Excerpts of location labeling data
_ _ _ _ _
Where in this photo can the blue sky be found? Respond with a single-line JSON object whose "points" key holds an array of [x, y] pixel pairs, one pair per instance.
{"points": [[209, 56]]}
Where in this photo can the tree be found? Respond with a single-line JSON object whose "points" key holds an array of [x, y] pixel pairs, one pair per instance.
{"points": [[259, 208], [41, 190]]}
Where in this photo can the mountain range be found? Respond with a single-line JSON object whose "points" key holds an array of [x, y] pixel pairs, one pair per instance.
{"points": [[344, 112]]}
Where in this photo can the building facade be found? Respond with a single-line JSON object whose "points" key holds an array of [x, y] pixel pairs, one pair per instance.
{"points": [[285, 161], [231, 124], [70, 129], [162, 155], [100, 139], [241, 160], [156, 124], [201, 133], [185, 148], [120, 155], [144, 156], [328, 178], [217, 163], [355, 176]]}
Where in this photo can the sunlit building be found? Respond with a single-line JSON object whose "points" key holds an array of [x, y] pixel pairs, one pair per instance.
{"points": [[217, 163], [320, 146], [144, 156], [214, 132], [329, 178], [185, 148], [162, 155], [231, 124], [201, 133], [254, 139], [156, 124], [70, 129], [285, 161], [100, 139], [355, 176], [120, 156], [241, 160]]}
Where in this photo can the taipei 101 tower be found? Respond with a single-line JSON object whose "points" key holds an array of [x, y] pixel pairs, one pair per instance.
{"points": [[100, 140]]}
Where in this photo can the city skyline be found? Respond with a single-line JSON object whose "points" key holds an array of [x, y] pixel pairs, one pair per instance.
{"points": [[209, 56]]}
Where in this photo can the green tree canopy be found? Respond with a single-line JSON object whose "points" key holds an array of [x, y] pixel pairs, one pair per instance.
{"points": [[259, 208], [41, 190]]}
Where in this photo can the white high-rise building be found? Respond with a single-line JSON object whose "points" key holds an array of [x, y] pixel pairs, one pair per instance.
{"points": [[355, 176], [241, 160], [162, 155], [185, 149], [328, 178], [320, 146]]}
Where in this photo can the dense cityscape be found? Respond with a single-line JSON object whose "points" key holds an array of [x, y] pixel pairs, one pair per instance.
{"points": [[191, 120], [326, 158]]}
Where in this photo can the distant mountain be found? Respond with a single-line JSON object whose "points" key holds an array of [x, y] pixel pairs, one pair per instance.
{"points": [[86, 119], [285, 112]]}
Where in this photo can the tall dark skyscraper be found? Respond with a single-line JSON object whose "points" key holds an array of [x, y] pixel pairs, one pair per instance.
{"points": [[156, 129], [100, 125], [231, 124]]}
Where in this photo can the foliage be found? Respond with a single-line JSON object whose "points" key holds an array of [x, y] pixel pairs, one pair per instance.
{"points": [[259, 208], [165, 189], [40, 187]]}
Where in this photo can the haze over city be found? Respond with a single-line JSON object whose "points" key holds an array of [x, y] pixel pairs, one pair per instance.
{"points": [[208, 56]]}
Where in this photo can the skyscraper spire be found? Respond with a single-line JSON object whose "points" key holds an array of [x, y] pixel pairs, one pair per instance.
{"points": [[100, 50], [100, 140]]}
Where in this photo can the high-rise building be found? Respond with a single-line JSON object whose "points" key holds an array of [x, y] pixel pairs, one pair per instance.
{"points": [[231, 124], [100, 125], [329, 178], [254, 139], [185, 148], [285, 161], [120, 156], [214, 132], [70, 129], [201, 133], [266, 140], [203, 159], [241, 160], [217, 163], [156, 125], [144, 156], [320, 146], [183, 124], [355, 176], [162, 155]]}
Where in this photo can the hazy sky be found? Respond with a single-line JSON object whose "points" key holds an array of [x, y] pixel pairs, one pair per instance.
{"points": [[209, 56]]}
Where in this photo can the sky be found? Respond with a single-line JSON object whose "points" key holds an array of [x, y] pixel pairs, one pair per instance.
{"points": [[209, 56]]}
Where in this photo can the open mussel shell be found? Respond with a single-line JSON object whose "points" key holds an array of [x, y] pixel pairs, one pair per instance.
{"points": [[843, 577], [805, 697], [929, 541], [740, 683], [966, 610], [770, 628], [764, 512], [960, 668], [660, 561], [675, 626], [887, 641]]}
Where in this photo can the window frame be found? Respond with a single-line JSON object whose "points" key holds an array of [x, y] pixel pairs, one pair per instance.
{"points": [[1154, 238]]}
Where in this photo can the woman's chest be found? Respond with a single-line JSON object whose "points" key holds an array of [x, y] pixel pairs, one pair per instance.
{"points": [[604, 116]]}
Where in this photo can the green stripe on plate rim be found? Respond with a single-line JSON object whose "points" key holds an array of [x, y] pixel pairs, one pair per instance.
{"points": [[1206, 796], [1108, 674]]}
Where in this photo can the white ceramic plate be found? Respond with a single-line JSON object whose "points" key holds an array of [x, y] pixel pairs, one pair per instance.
_ _ _ _ _
Task directions: Add 99 to every x and y coordinate in the answers, and write out again all the lines from the one containing "Where in this photo can the sky be" through the end of the listing, inclusive, with the requests left unchanged.

Task response:
Where in this photo can the sky be found? Respond with a single-line JSON object whose "points" key holds an array of [x, y] pixel pairs, one pair per instance.
{"points": [[308, 155]]}
Where in this photo can the open mussel shell be found? Respond with a single-line JSON object whose "points" key holds an array of [x, y] pixel pairs, one pair per instance.
{"points": [[942, 676], [904, 796], [1028, 640], [839, 782], [1065, 709], [869, 727], [863, 611], [1059, 767], [759, 660], [774, 725], [986, 740]]}
Where in this photo can the window frame be found? Respond with a single-line JSON object whose "points" key holds an array of [x, y] pixel pairs, one pair per instance.
{"points": [[1253, 337]]}
Where in this photo can the woman's chest be found? Respond with a single-line JSON object whose "points" key holds an array of [x, y] pixel pairs, one pair per instance.
{"points": [[703, 215]]}
Where in this photo can the green stripe on plate rim be found? Respond with a single-line JSON object whose "points" key holds an array of [x, y] pixel pairs, one pair per instance.
{"points": [[1305, 895], [1207, 773]]}
Where in this photo can the white ceramic plate be found? Respond with a single-line JSON object whose "points" key holds an array of [x, y] pixel pairs, one pair per instance.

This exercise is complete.